» **SELECTED TEXT**
#####
Making Canons, Losing Friends: On Making, Revising, Critiquing and Reading Anthologies. (Stephen Burt, John Kulka, Carmen Gimenez Smith, Cate Marvin, Sina Queyras)

In theory, collecting new writing should be simple: you pick what you consider best. In practice, the practice involves complex, urgent questions about race, gender, style, privilege, geography, fairness, fame and finances. It's also awkward: when can you pick your friends? Five writers, critics, editors and publishers who have made US and non-US anthologies of poetry, essays and fiction consider their pitfalls, secrets, and rewards.


Making Space in Children's Publishing: An Intersectional Feminsit of Color Perspective. (Mathangi Subramanian, Zetta Elliott, Rhoda Belleza, Maya Gonzalez)

Lee & Low’s 2015 Diversity Baseline Survey shows that the publishing industry is dominated by straight, cisgender white women who don’t live with a disability. This homogeneity creates barriers for women of color (WoC) to find community and gain entrance into publishing, a fact support by data gathered annually by the Cooperative Children’s Book Center. In this panel, four feminist WoC authors will discuss the ways in which their intersectional identities have influenced their craft and careers.


Marking the Occasion: The Necessity of Occasional Poetry. (Katie Bickham, Richard Blanco, Ani Finch, Tony Barnstone, Tara Betts)
#####
» **ENTRIES PROVIDED**
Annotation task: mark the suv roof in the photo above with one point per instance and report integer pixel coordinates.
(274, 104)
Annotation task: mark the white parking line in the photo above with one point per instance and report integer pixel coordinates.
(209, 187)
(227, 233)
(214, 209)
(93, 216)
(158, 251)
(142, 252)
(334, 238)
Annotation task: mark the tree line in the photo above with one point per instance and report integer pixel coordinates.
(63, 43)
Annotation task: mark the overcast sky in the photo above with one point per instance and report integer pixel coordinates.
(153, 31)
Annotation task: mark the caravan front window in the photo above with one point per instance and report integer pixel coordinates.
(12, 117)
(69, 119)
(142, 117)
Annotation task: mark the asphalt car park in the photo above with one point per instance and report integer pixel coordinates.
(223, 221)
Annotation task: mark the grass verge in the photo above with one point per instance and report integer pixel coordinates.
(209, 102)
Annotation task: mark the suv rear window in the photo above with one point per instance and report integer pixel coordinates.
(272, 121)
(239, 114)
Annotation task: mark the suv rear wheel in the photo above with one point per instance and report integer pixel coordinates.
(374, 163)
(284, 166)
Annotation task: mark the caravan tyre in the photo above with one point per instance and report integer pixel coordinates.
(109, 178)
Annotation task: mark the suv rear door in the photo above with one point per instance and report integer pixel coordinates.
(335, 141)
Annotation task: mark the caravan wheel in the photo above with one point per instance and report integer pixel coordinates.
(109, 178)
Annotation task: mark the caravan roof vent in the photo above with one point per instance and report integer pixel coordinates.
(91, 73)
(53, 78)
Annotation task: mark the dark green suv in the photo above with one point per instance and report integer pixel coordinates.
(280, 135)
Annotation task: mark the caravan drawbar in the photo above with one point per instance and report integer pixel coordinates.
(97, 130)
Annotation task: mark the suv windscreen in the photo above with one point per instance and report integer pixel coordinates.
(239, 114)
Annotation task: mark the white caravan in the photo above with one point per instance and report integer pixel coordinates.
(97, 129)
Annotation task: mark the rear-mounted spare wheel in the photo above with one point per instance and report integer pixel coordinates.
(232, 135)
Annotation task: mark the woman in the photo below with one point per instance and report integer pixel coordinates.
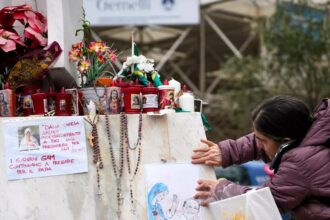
(297, 146)
(28, 141)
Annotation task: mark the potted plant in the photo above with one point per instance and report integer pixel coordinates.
(93, 60)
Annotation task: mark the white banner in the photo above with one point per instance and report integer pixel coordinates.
(142, 12)
(47, 147)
#####
» **GIVEN TASK 1**
According to the panel descriptions, which group does Lee & Low's 2015 Diversity Baseline Survey show dominates the publishing industry?
» **GIVEN TASK 2**
Reproduce the panel descriptions word for word, everything from "In theory, collecting" down to "Belleza, Maya Gonzalez)".

» **CORRECT RESULT 1**
Straight, cisgender white women who don't live with a disability.

» **CORRECT RESULT 2**
In theory, collecting new writing should be simple: you pick what you consider best. In practice, the practice involves complex, urgent questions about race, gender, style, privilege, geography, fairness, fame and finances. It's also awkward: when can you pick your friends? Five writers, critics, editors and publishers who have made US and non-US anthologies of poetry, essays and fiction consider their pitfalls, secrets, and rewards.


Making Space in Children's Publishing: An Intersectional Feminsit of Color Perspective. (Mathangi Subramanian, Zetta Elliott, Rhoda Belleza, Maya Gonzalez)